Exercise aim
Only the lines from the start of the data through the line with "point_to(query) locates the scattered" belong in the copy. Restate them word for word, minus the pictures.

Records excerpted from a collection
·····
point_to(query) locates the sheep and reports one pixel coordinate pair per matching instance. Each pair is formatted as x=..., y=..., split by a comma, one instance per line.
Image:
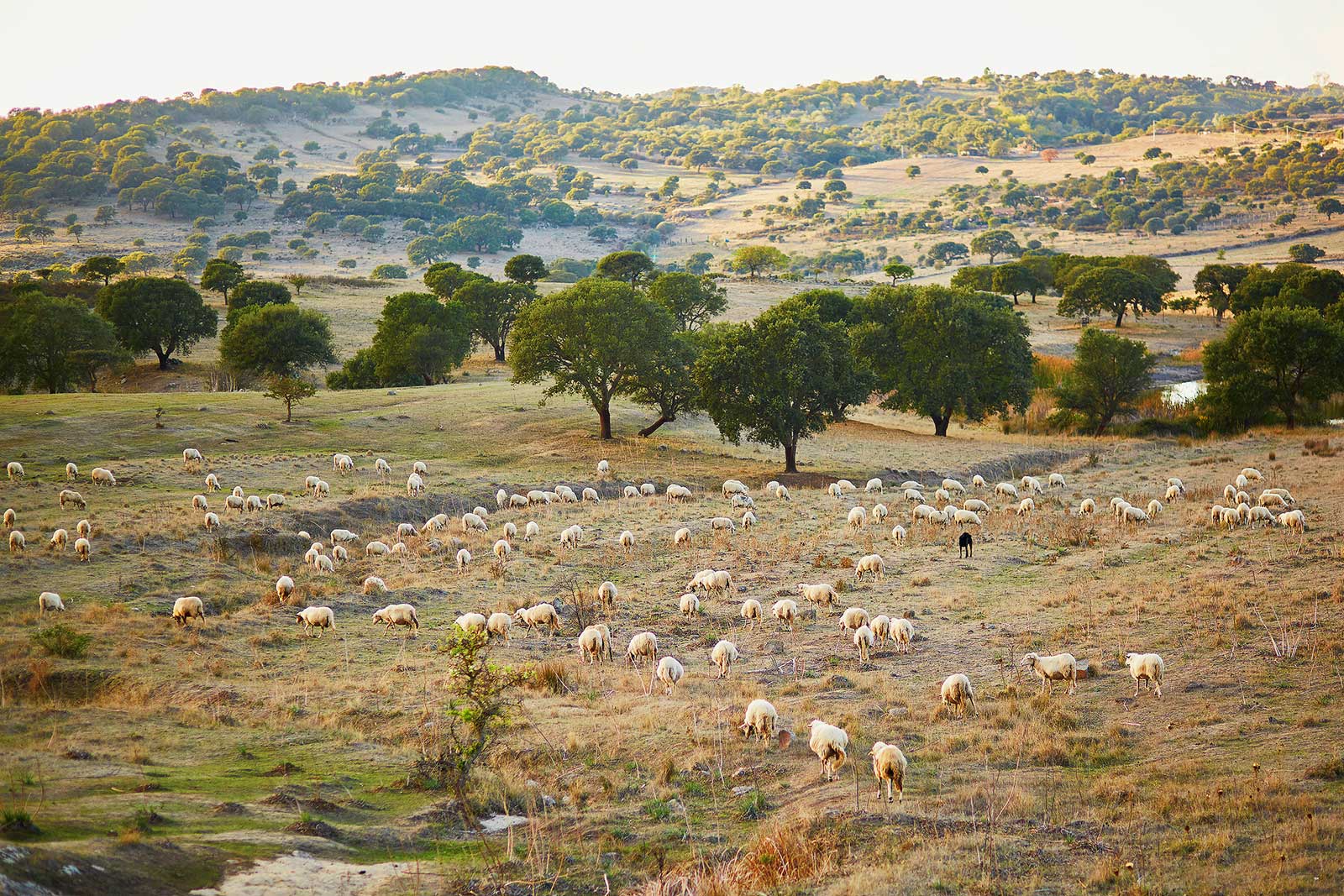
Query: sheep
x=1147, y=667
x=870, y=563
x=644, y=645
x=542, y=614
x=864, y=640
x=669, y=672
x=501, y=625
x=49, y=600
x=316, y=620
x=470, y=622
x=956, y=692
x=723, y=656
x=1061, y=667
x=759, y=720
x=822, y=593
x=187, y=609
x=785, y=611
x=750, y=611
x=889, y=766
x=398, y=614
x=902, y=633
x=732, y=486
x=853, y=618
x=1292, y=520
x=830, y=745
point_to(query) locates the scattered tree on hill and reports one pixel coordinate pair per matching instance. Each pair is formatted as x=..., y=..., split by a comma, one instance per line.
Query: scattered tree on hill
x=780, y=379
x=1109, y=374
x=942, y=352
x=156, y=315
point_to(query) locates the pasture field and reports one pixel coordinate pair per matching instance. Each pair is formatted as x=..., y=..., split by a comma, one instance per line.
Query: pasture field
x=154, y=758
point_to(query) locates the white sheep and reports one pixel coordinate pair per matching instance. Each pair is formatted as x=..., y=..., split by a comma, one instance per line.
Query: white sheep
x=723, y=656
x=398, y=614
x=830, y=745
x=316, y=620
x=956, y=692
x=759, y=720
x=1061, y=667
x=669, y=672
x=1147, y=667
x=870, y=563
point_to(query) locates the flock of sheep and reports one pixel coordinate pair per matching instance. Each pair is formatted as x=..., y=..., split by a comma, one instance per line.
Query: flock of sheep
x=595, y=642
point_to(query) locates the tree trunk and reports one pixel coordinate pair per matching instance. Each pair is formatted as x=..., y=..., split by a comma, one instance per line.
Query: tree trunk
x=654, y=427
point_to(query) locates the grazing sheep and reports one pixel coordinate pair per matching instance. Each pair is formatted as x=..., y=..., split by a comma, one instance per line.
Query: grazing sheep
x=759, y=720
x=958, y=694
x=830, y=745
x=889, y=766
x=785, y=611
x=186, y=609
x=316, y=620
x=643, y=647
x=750, y=611
x=398, y=614
x=822, y=593
x=864, y=640
x=542, y=614
x=470, y=622
x=870, y=563
x=853, y=618
x=669, y=672
x=1147, y=667
x=723, y=656
x=1061, y=667
x=501, y=625
x=49, y=600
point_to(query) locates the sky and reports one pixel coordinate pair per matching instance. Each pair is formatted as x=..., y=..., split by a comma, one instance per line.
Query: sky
x=104, y=50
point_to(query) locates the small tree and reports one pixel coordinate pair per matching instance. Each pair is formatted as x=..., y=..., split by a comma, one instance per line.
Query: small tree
x=1109, y=374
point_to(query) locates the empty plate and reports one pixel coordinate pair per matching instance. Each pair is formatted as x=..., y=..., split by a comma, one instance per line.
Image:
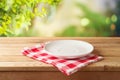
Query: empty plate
x=68, y=49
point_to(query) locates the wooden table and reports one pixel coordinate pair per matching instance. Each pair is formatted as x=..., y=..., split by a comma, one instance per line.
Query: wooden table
x=15, y=66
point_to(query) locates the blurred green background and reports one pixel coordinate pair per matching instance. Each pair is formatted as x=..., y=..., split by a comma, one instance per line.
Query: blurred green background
x=51, y=18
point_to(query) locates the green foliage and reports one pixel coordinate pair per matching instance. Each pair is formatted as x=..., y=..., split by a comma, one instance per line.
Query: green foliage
x=17, y=14
x=92, y=24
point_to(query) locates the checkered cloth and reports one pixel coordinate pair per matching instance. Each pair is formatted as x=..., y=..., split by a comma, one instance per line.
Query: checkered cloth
x=66, y=66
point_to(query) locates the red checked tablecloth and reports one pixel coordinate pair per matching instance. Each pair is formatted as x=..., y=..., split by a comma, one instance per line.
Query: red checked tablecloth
x=64, y=65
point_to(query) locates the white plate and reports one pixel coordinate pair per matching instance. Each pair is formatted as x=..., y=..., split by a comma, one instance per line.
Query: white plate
x=68, y=49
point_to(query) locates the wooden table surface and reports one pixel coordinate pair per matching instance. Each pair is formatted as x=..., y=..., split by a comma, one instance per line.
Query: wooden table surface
x=11, y=58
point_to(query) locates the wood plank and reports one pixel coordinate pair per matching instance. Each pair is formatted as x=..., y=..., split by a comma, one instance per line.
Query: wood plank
x=18, y=63
x=12, y=59
x=45, y=75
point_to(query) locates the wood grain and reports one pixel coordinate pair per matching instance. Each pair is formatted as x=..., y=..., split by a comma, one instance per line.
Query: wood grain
x=13, y=63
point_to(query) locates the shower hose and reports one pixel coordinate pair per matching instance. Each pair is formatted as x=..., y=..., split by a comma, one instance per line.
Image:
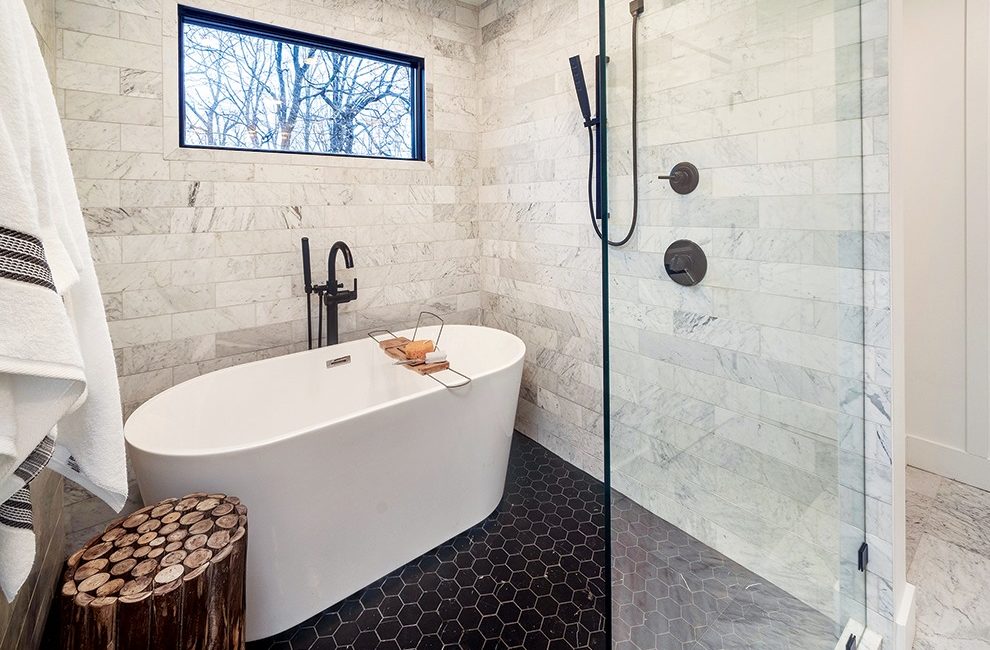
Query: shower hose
x=635, y=155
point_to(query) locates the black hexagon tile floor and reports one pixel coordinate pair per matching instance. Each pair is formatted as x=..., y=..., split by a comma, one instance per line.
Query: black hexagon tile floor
x=531, y=576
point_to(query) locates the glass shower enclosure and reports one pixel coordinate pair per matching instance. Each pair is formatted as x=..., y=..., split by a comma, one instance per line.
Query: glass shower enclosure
x=734, y=320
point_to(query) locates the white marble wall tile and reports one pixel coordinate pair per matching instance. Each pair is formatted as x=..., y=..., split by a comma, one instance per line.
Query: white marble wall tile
x=197, y=250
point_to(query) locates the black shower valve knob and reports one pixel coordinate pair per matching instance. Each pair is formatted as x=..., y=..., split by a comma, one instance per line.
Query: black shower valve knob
x=684, y=178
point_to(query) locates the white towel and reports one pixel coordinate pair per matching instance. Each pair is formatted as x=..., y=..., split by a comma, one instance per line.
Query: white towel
x=56, y=360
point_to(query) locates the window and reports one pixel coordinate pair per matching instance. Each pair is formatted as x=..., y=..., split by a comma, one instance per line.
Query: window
x=246, y=85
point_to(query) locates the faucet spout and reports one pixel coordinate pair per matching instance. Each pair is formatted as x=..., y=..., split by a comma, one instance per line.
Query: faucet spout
x=334, y=297
x=338, y=247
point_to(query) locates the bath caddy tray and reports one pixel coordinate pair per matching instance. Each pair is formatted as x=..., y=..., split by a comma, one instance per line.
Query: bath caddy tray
x=394, y=347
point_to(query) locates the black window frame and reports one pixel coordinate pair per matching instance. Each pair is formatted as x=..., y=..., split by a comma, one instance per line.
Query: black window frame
x=210, y=19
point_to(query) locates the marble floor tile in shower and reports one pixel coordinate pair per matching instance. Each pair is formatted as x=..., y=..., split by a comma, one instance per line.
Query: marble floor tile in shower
x=952, y=584
x=959, y=514
x=672, y=592
x=951, y=564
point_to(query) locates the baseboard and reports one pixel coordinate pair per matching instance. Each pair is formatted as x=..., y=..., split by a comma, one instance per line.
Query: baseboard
x=906, y=617
x=948, y=461
x=865, y=639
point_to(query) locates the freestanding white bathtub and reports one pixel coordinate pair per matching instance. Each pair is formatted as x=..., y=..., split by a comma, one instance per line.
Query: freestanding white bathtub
x=348, y=472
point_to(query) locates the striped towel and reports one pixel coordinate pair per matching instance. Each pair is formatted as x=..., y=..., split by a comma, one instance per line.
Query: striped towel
x=59, y=397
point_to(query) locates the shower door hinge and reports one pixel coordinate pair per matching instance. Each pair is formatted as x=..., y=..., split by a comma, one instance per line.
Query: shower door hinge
x=864, y=556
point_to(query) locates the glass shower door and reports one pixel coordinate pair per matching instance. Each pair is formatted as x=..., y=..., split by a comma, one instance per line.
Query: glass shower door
x=735, y=321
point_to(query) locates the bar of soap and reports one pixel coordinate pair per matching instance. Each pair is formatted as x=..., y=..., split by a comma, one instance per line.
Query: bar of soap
x=435, y=357
x=418, y=349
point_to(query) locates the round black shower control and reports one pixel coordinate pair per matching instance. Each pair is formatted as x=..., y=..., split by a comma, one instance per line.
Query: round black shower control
x=685, y=262
x=684, y=178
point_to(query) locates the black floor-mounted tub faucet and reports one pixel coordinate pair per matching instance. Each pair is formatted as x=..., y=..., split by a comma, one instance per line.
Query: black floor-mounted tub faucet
x=329, y=296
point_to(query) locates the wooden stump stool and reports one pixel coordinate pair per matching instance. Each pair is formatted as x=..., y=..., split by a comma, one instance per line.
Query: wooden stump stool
x=170, y=575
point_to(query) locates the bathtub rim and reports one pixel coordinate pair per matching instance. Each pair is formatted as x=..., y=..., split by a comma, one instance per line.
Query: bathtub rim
x=428, y=389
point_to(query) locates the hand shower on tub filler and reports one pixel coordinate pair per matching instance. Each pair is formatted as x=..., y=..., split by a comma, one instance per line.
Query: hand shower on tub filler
x=329, y=295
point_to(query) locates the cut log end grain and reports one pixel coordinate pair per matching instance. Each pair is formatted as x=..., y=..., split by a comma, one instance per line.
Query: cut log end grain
x=177, y=566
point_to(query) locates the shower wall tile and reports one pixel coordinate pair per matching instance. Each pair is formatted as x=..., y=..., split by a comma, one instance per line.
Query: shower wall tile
x=738, y=407
x=197, y=251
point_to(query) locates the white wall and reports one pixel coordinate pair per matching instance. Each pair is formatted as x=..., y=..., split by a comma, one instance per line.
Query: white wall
x=946, y=237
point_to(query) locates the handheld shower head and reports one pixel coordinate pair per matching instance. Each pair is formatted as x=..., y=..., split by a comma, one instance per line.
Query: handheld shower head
x=581, y=87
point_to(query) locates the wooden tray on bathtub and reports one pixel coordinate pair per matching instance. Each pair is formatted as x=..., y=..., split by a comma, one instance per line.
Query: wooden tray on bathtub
x=395, y=348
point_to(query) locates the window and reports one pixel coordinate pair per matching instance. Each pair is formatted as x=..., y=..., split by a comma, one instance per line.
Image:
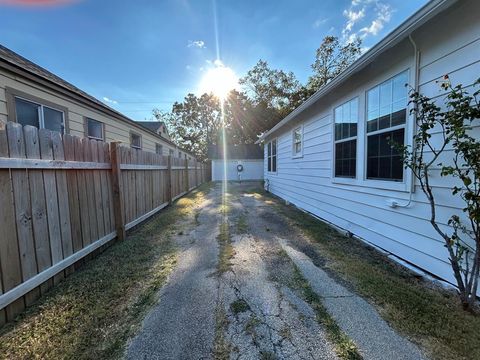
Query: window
x=297, y=138
x=272, y=156
x=135, y=141
x=38, y=115
x=386, y=118
x=95, y=129
x=346, y=119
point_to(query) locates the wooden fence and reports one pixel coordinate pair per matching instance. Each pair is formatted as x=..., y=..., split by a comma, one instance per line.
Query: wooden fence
x=62, y=197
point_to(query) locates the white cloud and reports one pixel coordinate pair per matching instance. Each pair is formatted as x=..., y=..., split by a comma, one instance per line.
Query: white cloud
x=319, y=22
x=110, y=101
x=196, y=43
x=355, y=17
x=352, y=18
x=384, y=14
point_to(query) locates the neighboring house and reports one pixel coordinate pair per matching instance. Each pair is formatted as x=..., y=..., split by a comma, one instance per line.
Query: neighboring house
x=331, y=156
x=243, y=162
x=31, y=95
x=158, y=127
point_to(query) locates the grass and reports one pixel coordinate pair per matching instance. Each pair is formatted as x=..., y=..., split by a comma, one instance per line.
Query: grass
x=226, y=250
x=93, y=313
x=427, y=314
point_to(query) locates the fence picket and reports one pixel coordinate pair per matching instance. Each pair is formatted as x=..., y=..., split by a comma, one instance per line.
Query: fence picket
x=51, y=195
x=56, y=209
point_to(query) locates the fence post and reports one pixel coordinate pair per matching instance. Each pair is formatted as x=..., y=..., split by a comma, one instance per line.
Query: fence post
x=196, y=173
x=187, y=185
x=169, y=180
x=117, y=188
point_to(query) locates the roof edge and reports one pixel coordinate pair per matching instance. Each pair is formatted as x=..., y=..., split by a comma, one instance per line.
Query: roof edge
x=25, y=73
x=422, y=15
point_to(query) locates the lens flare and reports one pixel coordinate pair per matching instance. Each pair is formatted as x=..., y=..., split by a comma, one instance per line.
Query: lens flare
x=219, y=80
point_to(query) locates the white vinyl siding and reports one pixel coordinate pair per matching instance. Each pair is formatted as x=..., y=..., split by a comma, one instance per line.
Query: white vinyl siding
x=449, y=45
x=297, y=142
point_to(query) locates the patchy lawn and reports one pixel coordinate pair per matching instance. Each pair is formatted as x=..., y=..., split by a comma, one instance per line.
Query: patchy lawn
x=427, y=314
x=93, y=313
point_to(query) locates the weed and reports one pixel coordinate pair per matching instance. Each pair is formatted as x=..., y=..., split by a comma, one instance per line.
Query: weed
x=239, y=306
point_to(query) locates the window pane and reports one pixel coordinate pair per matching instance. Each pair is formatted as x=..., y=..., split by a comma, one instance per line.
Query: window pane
x=345, y=159
x=53, y=119
x=387, y=104
x=346, y=118
x=136, y=142
x=95, y=129
x=383, y=160
x=27, y=112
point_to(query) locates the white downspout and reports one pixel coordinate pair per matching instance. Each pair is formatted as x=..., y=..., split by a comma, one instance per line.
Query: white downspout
x=416, y=76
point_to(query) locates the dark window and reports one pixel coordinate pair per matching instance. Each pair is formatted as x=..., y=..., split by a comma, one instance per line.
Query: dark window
x=136, y=141
x=386, y=118
x=384, y=162
x=272, y=156
x=346, y=158
x=30, y=113
x=346, y=119
x=52, y=119
x=94, y=129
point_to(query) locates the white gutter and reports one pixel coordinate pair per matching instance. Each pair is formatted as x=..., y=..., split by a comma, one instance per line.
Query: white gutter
x=428, y=11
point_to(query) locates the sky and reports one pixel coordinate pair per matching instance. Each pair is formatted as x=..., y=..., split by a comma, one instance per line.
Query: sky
x=142, y=54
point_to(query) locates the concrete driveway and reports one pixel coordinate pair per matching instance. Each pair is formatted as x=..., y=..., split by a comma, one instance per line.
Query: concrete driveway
x=234, y=293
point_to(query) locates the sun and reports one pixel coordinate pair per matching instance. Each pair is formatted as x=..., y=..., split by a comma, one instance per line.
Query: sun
x=219, y=80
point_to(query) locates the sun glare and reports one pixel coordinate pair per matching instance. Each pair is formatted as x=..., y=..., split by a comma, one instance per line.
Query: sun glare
x=219, y=80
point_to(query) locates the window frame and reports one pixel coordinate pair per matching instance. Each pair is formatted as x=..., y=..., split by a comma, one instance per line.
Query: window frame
x=351, y=138
x=86, y=119
x=296, y=155
x=11, y=94
x=406, y=133
x=270, y=157
x=132, y=134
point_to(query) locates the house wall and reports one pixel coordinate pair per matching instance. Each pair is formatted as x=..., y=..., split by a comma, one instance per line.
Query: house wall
x=252, y=170
x=115, y=129
x=449, y=44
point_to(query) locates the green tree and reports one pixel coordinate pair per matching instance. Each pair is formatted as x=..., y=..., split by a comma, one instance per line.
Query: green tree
x=331, y=58
x=271, y=88
x=455, y=150
x=193, y=123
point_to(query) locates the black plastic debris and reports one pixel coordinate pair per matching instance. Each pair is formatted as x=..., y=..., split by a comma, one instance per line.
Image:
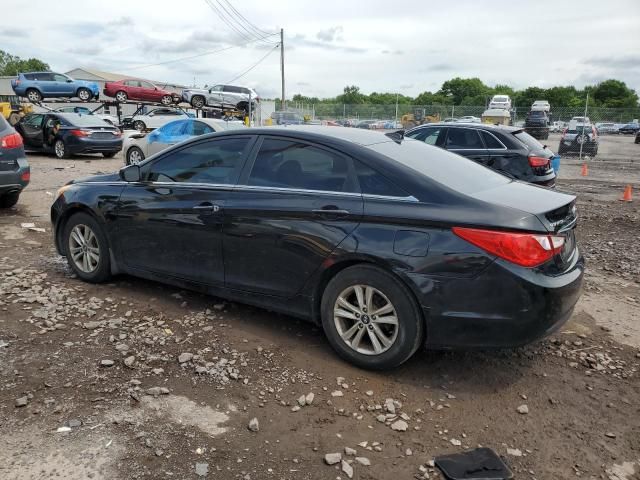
·····
Result of this exercise
point_to(query) locates the sheep and reports one pixel coordinate pair per matching instance. Each pair is formatted as x=..., y=..., split by a comma, one instance per line.
Image:
Query: sheep
x=1147, y=667
x=870, y=563
x=644, y=645
x=542, y=614
x=864, y=640
x=669, y=672
x=501, y=625
x=49, y=600
x=316, y=620
x=470, y=622
x=956, y=692
x=723, y=656
x=1061, y=667
x=759, y=720
x=822, y=593
x=187, y=609
x=785, y=611
x=750, y=611
x=889, y=766
x=398, y=614
x=902, y=633
x=732, y=486
x=853, y=618
x=1292, y=520
x=830, y=745
point_to(query) locates the scattered tree on hill and reports one pixel coordinate pair per matching instance. Each pair is formatted as x=..., y=..., split by a comma, one instance per line.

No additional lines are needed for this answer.